▶ _The input_:
##########

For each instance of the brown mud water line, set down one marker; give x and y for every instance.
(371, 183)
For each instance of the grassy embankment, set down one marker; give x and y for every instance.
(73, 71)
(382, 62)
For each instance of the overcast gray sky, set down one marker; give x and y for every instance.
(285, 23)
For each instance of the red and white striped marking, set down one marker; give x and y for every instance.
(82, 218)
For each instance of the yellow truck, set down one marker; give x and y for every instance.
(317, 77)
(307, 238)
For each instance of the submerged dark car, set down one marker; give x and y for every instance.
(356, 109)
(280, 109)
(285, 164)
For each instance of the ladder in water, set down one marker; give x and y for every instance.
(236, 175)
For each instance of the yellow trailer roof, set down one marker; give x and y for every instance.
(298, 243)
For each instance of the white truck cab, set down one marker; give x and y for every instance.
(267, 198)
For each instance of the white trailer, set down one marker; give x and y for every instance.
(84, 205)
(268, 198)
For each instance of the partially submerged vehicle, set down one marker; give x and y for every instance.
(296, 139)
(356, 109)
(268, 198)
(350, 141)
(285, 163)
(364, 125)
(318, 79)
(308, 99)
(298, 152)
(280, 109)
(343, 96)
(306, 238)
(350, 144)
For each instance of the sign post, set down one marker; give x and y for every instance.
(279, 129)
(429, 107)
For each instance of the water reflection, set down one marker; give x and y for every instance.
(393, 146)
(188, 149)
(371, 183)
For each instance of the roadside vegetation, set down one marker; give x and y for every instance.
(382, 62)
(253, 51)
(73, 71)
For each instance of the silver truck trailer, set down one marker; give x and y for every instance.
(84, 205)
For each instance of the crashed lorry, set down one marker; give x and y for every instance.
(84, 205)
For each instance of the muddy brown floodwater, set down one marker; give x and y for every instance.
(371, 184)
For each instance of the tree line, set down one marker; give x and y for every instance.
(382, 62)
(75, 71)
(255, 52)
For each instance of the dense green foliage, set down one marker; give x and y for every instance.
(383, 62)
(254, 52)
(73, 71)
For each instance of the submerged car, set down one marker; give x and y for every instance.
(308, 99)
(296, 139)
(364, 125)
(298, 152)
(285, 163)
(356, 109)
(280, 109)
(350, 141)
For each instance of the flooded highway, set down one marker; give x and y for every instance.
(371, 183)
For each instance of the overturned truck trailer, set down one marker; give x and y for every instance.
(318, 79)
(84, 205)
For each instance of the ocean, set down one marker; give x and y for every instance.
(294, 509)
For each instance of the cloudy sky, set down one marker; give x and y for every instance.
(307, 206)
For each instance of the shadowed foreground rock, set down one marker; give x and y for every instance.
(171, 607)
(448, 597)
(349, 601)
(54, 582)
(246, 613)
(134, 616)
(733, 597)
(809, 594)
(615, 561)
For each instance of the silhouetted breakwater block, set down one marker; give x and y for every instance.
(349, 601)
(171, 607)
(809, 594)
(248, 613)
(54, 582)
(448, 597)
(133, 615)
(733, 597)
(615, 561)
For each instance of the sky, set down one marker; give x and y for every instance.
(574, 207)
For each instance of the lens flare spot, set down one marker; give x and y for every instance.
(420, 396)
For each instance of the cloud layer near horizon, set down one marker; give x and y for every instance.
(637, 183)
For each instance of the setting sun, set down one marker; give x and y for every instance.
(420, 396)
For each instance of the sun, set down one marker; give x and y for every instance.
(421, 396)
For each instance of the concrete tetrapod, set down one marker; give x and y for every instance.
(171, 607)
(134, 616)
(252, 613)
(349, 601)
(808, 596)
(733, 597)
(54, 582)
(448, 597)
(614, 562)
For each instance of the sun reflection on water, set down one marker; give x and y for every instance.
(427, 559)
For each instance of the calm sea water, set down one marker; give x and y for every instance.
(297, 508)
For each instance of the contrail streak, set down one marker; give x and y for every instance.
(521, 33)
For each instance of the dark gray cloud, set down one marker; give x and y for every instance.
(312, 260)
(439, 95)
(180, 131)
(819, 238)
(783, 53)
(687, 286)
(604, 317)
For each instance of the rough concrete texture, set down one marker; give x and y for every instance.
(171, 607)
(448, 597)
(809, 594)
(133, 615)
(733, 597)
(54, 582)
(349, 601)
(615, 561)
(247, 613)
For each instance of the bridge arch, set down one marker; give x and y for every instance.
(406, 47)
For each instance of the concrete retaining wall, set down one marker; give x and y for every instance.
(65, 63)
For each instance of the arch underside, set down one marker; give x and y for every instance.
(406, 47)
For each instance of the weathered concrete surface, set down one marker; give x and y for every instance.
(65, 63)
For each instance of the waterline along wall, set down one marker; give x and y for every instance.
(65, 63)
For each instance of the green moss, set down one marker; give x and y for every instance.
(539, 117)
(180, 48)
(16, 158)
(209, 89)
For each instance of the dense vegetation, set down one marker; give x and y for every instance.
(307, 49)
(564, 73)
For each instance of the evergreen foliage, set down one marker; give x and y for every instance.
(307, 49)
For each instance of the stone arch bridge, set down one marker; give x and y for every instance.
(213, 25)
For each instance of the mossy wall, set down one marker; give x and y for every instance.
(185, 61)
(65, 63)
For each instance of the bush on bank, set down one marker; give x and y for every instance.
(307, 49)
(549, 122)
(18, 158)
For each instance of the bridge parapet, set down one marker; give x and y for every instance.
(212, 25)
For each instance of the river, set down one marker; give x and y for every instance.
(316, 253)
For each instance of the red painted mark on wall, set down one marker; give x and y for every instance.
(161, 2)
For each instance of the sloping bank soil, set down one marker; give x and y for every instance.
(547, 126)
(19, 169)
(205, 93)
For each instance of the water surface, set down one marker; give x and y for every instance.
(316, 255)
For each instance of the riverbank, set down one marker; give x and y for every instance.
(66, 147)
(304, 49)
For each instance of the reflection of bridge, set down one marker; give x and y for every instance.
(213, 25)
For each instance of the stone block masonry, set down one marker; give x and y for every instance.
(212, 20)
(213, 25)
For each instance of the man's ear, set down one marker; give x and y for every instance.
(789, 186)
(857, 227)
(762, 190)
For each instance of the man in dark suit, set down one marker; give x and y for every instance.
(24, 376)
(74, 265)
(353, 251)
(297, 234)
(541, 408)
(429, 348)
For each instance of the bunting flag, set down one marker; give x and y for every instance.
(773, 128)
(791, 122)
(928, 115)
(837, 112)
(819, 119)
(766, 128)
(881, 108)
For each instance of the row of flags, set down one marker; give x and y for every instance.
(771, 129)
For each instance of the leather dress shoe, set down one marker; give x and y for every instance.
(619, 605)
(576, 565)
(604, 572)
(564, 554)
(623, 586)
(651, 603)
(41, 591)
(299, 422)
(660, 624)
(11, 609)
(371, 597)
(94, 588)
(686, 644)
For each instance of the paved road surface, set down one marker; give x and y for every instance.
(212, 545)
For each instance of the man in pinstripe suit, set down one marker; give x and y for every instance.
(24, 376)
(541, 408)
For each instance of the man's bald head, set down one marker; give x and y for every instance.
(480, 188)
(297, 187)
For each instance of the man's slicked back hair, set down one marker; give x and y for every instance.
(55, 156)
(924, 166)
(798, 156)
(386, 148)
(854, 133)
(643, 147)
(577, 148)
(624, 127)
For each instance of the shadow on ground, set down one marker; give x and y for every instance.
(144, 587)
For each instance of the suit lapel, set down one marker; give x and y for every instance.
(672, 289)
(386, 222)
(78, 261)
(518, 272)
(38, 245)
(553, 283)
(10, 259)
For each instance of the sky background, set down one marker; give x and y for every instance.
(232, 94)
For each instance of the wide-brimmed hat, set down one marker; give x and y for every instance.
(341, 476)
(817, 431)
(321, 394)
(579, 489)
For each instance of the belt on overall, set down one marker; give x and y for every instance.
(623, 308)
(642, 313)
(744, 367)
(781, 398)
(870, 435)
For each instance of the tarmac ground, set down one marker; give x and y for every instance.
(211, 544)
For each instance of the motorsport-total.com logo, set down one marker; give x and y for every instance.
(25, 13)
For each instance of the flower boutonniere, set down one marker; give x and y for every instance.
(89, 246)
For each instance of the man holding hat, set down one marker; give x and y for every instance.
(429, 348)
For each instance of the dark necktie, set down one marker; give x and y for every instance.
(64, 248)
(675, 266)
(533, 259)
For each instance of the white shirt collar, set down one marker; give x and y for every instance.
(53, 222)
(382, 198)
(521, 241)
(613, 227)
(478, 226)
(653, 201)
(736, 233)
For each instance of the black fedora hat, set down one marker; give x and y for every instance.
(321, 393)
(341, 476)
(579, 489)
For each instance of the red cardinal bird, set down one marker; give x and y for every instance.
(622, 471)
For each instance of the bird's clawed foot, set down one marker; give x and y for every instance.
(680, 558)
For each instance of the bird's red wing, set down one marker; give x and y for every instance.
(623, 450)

##########

▶ _Task to complete_:
Please set out everything from the line containing "For each instance of the man holding" down to the end of the entries above as a JSON list of strings, one string per line, with blank lines left out.

▶ _Output of the exercise_:
[
  "For each instance of the man holding hat, set down one marker; give x and y for every instance.",
  "(429, 348)",
  "For each instance of the dark necktie, set down one marker; give x and y for every instance.",
  "(64, 248)",
  "(675, 266)",
  "(533, 259)",
  "For each instance of the white shirt collar, set down one marker; give x and y for every instance.",
  "(53, 222)",
  "(382, 198)",
  "(521, 241)",
  "(613, 227)",
  "(478, 226)",
  "(653, 201)",
  "(736, 233)",
  "For each instance of the black fedora hat, set down one marker; give x and y for every instance.",
  "(321, 393)",
  "(341, 476)",
  "(579, 489)",
  "For each instance of the red cardinal bird, set down one marker; give x and y for every instance.",
  "(622, 471)",
  "For each instance of the bird's clawed foot, set down one marker; give x and y for every instance.",
  "(680, 558)",
  "For each instance of the bird's red wing, set down one marker; give x and y for every instance.",
  "(623, 450)"
]